Copy all lines below containing "loose".

(Stored data entries)
---------------

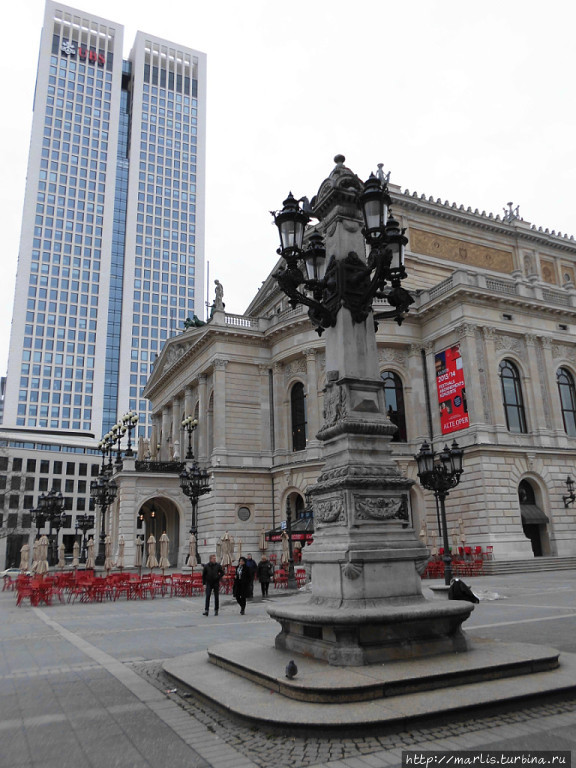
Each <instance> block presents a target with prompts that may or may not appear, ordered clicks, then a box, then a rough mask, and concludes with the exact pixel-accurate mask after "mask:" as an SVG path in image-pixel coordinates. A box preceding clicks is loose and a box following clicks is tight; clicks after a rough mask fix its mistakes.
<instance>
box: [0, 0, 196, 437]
mask: <svg viewBox="0 0 576 768" xmlns="http://www.w3.org/2000/svg"><path fill="white" fill-rule="evenodd" d="M205 103H206V57H205V55H204V54H203V53H200V52H198V51H194V50H192V49H189V48H185V47H183V46H181V45H176V44H174V43H171V42H168V41H166V40H162V39H160V38H157V37H154V36H152V35H149V34H145V33H142V32H138V33H137V35H136V39H135V41H134V45H133V47H132V50H131V52H130V55H129V56H128V58H127V59H124V58H123V28H122V26H121V25H119V24H116V23H114V22H111V21H107V20H105V19H101V18H98V17H95V16H91V15H88V14H85V13H83V12H81V11H77V10H74V9H72V8H69V7H67V6H63V5H61V4H59V3H56V2H52V0H48V1H47V3H46V13H45V19H44V27H43V30H42V37H41V43H40V55H39V63H38V75H37V83H36V92H35V97H34V116H33V124H32V136H31V144H30V155H29V163H28V176H27V185H26V193H25V202H24V214H23V224H22V233H21V243H20V252H19V261H18V272H17V278H16V292H15V305H14V315H13V321H12V335H11V342H10V353H9V362H8V376H7V386H6V398H5V417H4V430H9V431H10V432H11V433H12V434H13V433H14V431H17V432H19V433H22V434H25V433H34V439H35V440H38V439H46V440H47V441H48V442H55V443H56V442H58V441H59V440H60V441H62V440H63V439H64V436H65V439H66V440H68V441H70V440H71V439H73V440H75V441H77V442H78V444H80V443H83V444H90V441H91V440H92V439H93V438H95V439H98V438H99V437H100V435H101V434H103V433H104V432H106V431H108V430H109V429H110V427H111V426H112V425H113V424H114V423H115V421H116V420H117V418H118V415H119V414H121V413H123V412H125V411H126V410H128V409H131V410H132V409H133V410H136V411H137V412H138V413H139V415H140V429H141V434H146V433H147V431H148V429H149V418H148V407H149V405H148V401H146V400H144V399H143V398H142V397H141V392H142V389H143V387H144V385H145V383H146V381H147V379H148V376H149V373H150V368H151V364H152V362H153V360H154V358H155V357H156V355H157V354H158V352H159V351H160V349H161V347H162V345H163V343H164V342H165V340H166V339H167V338H169V337H170V336H171V335H173V334H174V333H176V332H179V331H180V330H181V329H182V324H183V321H184V320H185V319H186V318H187V317H189V316H192V315H193V314H197V315H199V316H201V315H202V313H203V305H204V301H203V299H204V296H203V283H204V280H203V276H204V252H203V242H204V175H205Z"/></svg>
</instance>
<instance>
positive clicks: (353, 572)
mask: <svg viewBox="0 0 576 768" xmlns="http://www.w3.org/2000/svg"><path fill="white" fill-rule="evenodd" d="M363 570H364V566H363V565H360V564H358V563H346V565H344V567H343V568H342V573H343V575H344V578H346V579H349V580H350V581H356V579H358V578H359V577H360V576H361V575H362V571H363Z"/></svg>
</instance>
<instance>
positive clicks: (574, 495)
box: [562, 475, 576, 508]
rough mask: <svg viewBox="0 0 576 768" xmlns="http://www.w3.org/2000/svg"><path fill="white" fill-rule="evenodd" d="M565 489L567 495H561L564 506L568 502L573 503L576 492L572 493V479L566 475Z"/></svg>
mask: <svg viewBox="0 0 576 768" xmlns="http://www.w3.org/2000/svg"><path fill="white" fill-rule="evenodd" d="M566 490H567V491H568V495H567V496H562V501H563V502H564V506H565V507H566V508H568V506H569V505H570V504H574V502H575V501H576V494H575V493H574V480H572V478H571V477H570V475H568V477H567V478H566Z"/></svg>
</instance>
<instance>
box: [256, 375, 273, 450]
mask: <svg viewBox="0 0 576 768" xmlns="http://www.w3.org/2000/svg"><path fill="white" fill-rule="evenodd" d="M258 373H259V381H260V446H261V449H262V453H263V454H264V453H269V452H270V450H271V448H272V434H271V421H270V418H271V413H270V368H269V366H267V365H259V366H258Z"/></svg>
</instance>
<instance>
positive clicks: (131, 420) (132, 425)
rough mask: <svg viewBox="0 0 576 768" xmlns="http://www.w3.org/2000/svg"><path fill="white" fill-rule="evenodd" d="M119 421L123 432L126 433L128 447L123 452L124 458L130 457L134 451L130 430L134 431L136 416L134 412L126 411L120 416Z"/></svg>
mask: <svg viewBox="0 0 576 768" xmlns="http://www.w3.org/2000/svg"><path fill="white" fill-rule="evenodd" d="M120 421H121V423H122V425H123V426H124V429H125V431H127V432H128V445H127V447H126V451H125V452H124V456H127V457H132V456H134V451H133V450H132V430H133V429H135V428H136V425H137V424H138V414H137V413H136V411H128V412H127V413H125V414H124V416H122V418H121V419H120Z"/></svg>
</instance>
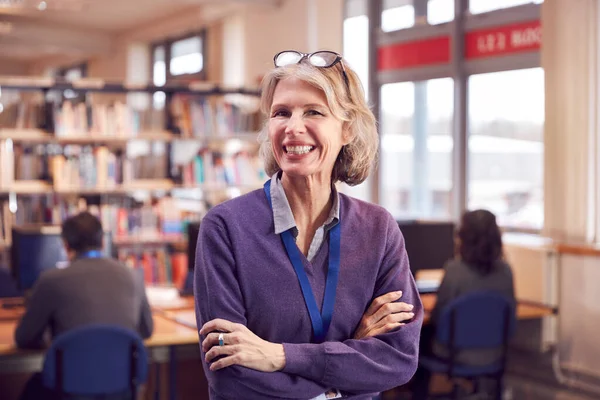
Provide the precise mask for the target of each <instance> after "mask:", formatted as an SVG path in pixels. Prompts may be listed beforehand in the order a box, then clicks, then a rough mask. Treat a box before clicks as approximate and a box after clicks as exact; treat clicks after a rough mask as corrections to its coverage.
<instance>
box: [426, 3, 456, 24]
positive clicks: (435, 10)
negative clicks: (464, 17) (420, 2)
mask: <svg viewBox="0 0 600 400" xmlns="http://www.w3.org/2000/svg"><path fill="white" fill-rule="evenodd" d="M453 19H454V0H429V1H428V2H427V23H429V24H431V25H437V24H443V23H445V22H450V21H452V20H453Z"/></svg>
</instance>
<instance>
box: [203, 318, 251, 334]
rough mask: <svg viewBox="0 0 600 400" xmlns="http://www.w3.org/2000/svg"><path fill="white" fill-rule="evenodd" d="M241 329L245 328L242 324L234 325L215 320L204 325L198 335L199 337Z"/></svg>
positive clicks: (233, 330) (220, 318)
mask: <svg viewBox="0 0 600 400" xmlns="http://www.w3.org/2000/svg"><path fill="white" fill-rule="evenodd" d="M243 328H245V326H244V325H242V324H236V323H234V322H231V321H227V320H226V319H221V318H217V319H213V320H211V321H208V322H207V323H205V324H204V325H203V326H202V328H201V329H200V331H199V333H200V334H201V335H206V334H207V333H210V332H214V331H220V332H233V331H238V330H242V329H243Z"/></svg>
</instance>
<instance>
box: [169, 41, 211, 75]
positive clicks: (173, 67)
mask: <svg viewBox="0 0 600 400" xmlns="http://www.w3.org/2000/svg"><path fill="white" fill-rule="evenodd" d="M202 53H203V52H202V38H201V37H200V36H192V37H189V38H186V39H182V40H178V41H176V42H173V43H171V59H170V62H169V70H170V72H171V75H172V76H177V75H185V74H196V73H198V72H200V71H202V69H203V68H204V57H203V54H202Z"/></svg>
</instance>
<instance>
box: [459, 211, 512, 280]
mask: <svg viewBox="0 0 600 400" xmlns="http://www.w3.org/2000/svg"><path fill="white" fill-rule="evenodd" d="M458 238H459V239H460V241H459V244H458V252H459V254H460V257H461V258H462V260H463V261H464V262H465V263H467V264H468V265H469V266H470V267H472V268H475V269H476V270H478V271H479V272H481V273H482V274H484V275H486V274H488V273H489V272H490V271H491V270H492V268H493V267H494V263H495V262H496V261H497V260H499V259H501V258H502V234H501V233H500V228H498V225H497V224H496V216H495V215H494V214H492V213H491V212H489V211H487V210H474V211H467V212H465V213H464V214H463V216H462V219H461V224H460V228H459V230H458Z"/></svg>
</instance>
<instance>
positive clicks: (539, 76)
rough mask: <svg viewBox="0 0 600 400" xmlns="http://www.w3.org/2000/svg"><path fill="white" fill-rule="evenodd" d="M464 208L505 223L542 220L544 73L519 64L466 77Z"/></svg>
mask: <svg viewBox="0 0 600 400" xmlns="http://www.w3.org/2000/svg"><path fill="white" fill-rule="evenodd" d="M468 95H469V110H468V111H469V144H468V152H469V154H468V157H469V158H468V165H469V170H468V174H469V184H468V186H469V193H468V206H469V209H476V208H486V209H488V210H490V211H492V212H493V213H495V214H496V216H497V217H498V222H499V223H500V224H502V225H504V226H513V227H519V228H531V229H541V228H542V225H543V222H544V197H543V195H544V193H543V176H544V174H543V172H544V171H543V168H544V141H543V126H544V72H543V70H542V69H541V68H533V69H524V70H516V71H506V72H494V73H489V74H481V75H473V76H471V77H470V78H469V93H468Z"/></svg>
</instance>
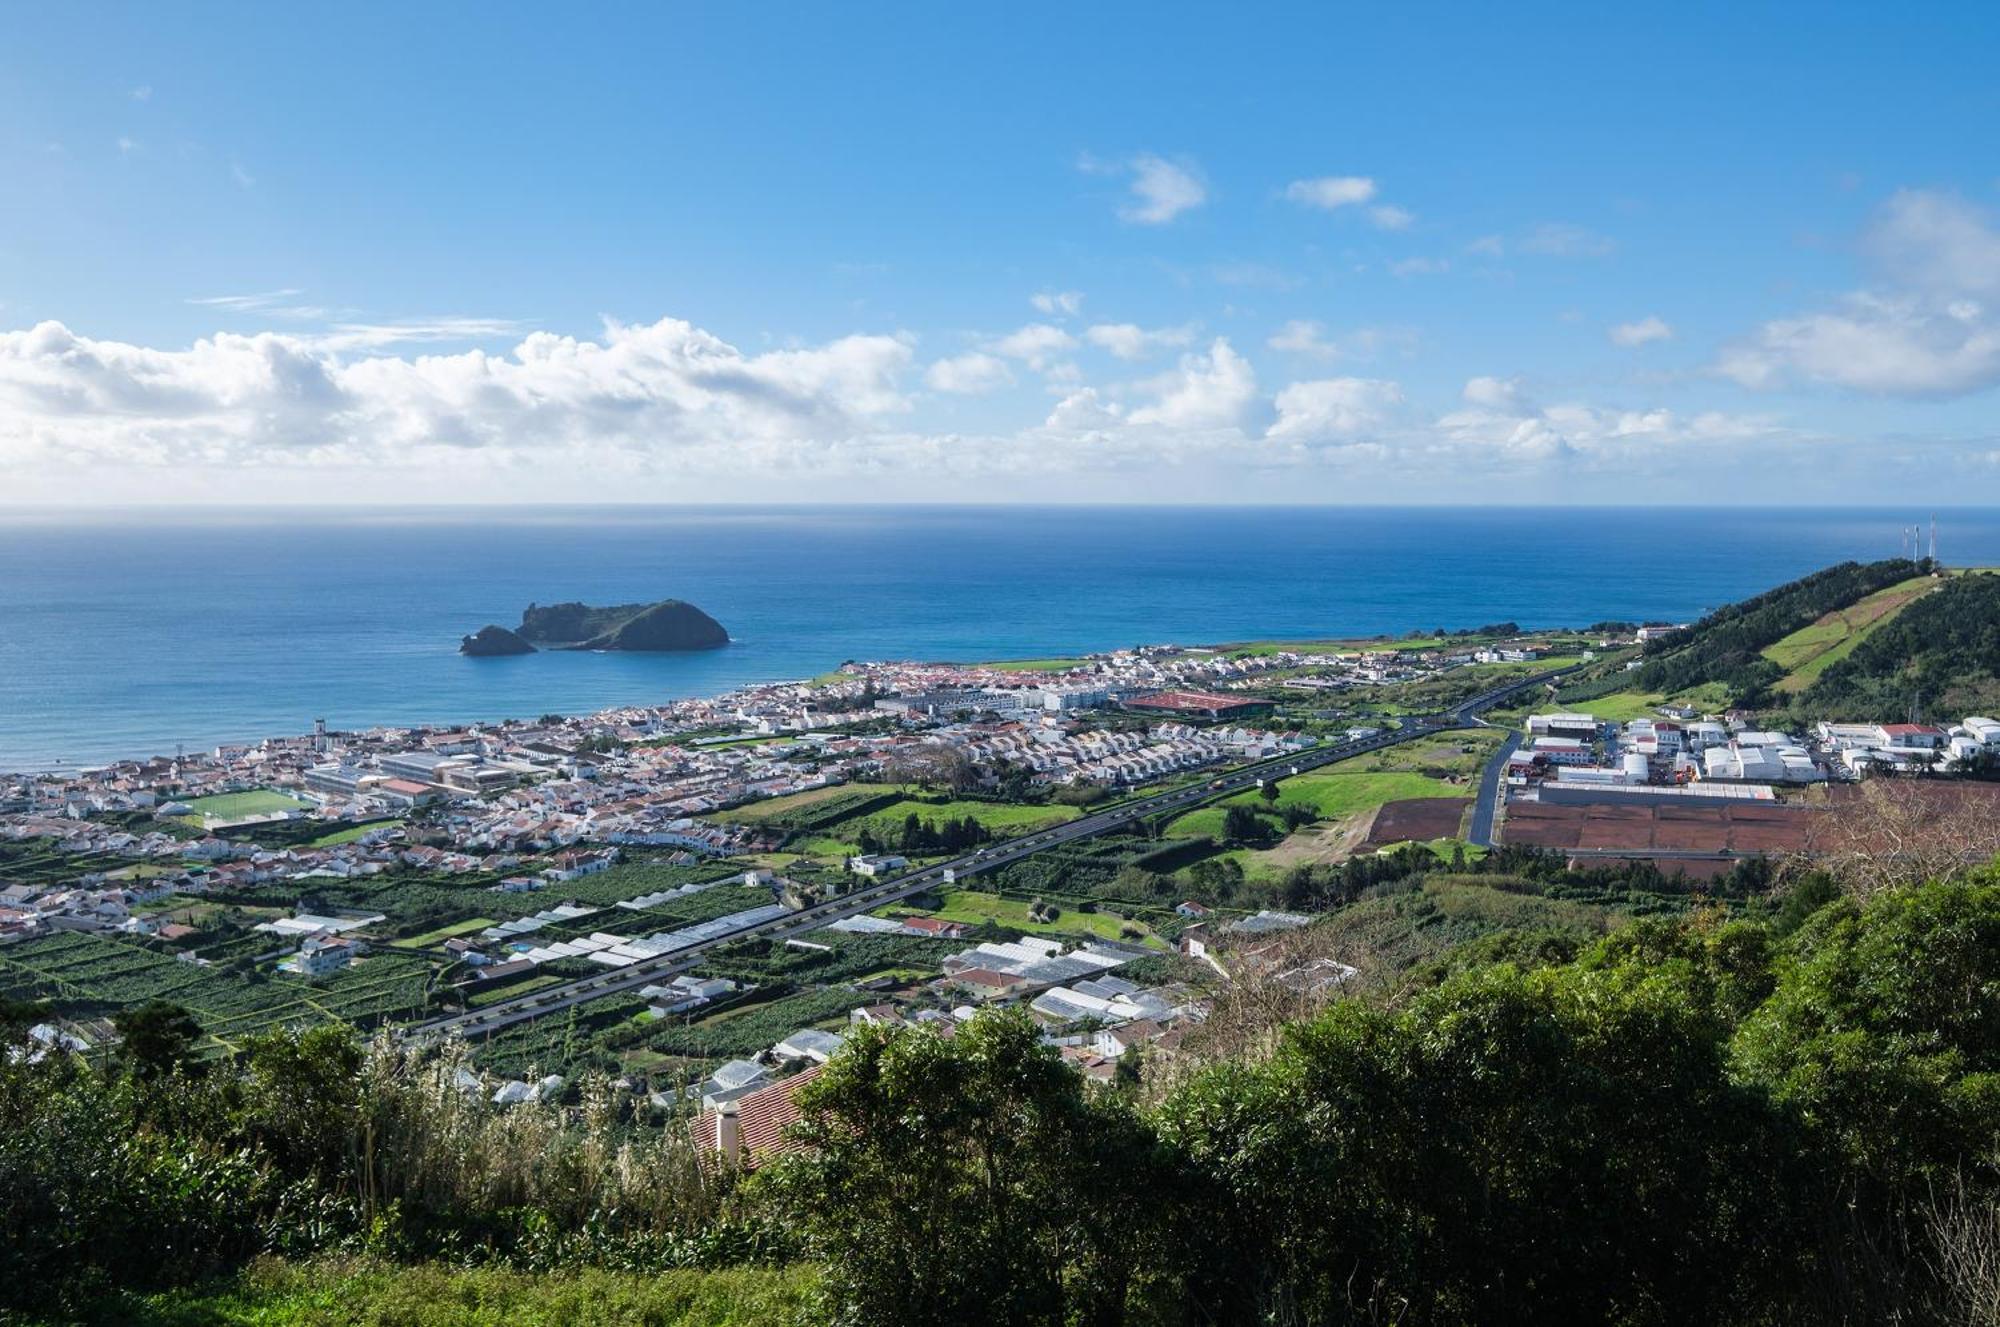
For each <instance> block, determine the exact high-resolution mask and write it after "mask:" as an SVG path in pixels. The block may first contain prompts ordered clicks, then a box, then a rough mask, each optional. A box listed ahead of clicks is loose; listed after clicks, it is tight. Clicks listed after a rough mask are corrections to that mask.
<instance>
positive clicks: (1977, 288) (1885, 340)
mask: <svg viewBox="0 0 2000 1327" xmlns="http://www.w3.org/2000/svg"><path fill="white" fill-rule="evenodd" d="M1862 252H1864V254H1866V256H1868V260H1870V264H1872V268H1874V272H1876V276H1878V278H1880V282H1878V286H1876V288H1872V290H1856V292H1850V294H1846V296H1842V298H1840V300H1838V302H1834V306H1832V308H1826V310H1816V312H1808V314H1796V316H1790V318H1774V320H1770V322H1766V324H1764V326H1760V328H1758V330H1756V332H1754V334H1752V336H1748V338H1744V340H1742V342H1738V344H1734V346H1730V348H1726V350H1724V352H1722V354H1720V358H1718V360H1716V372H1720V374H1722V376H1726V378H1732V380H1736V382H1740V384H1744V386H1750V388H1774V386H1784V384H1790V382H1810V384H1824V386H1834V388H1846V390H1854V392H1872V394H1882V396H1962V394H1966V392H1978V390H1984V388H1992V386H1996V384H2000V318H1996V316H1994V312H1992V306H1994V302H1996V300H2000V232H1996V230H1994V226H1992V224H1990V222H1988V218H1986V214H1984V212H1980V210H1978V208H1974V206H1970V204H1966V202H1964V200H1960V198H1954V196H1950V194H1936V192H1924V190H1904V192H1900V194H1896V196H1894V198H1890V200H1888V202H1886V204H1884V206H1882V210H1880V214H1878V216H1876V220H1874V222H1872V224H1870V228H1868V232H1866V234H1864V236H1862Z"/></svg>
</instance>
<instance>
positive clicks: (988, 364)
mask: <svg viewBox="0 0 2000 1327" xmlns="http://www.w3.org/2000/svg"><path fill="white" fill-rule="evenodd" d="M1012 382H1014V374H1012V372H1010V370H1008V366H1006V360H998V358H994V356H990V354H984V352H972V354H964V356H952V358H950V360H938V362H936V364H932V366H930V368H928V370H926V372H924V384H926V386H930V388H932V390H934V392H954V394H958V396H982V394H986V392H994V390H998V388H1004V386H1010V384H1012Z"/></svg>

---------------

◆ **Output for this task**
Each <instance> block presents a target with prompts that may or may not appear, ordered clicks, then a box, then a rough mask, and concludes with the exact pixel-accurate mask after "mask:" as an SVG path in image-pixel coordinates. A box preceding clicks is loose and a box following clicks is tight; clicks after a rough mask fix its mistakes.
For each <instance> block, determine the exact high-resolution mask and write it after "mask:" as an SVG path in pixels. The block may first contain prompts ordered clicks, then a box, then a rough mask, each optional. A box listed ahead of clicks is loose; listed after clicks, it is tight. Clicks listed after a rough mask are corrections to that mask.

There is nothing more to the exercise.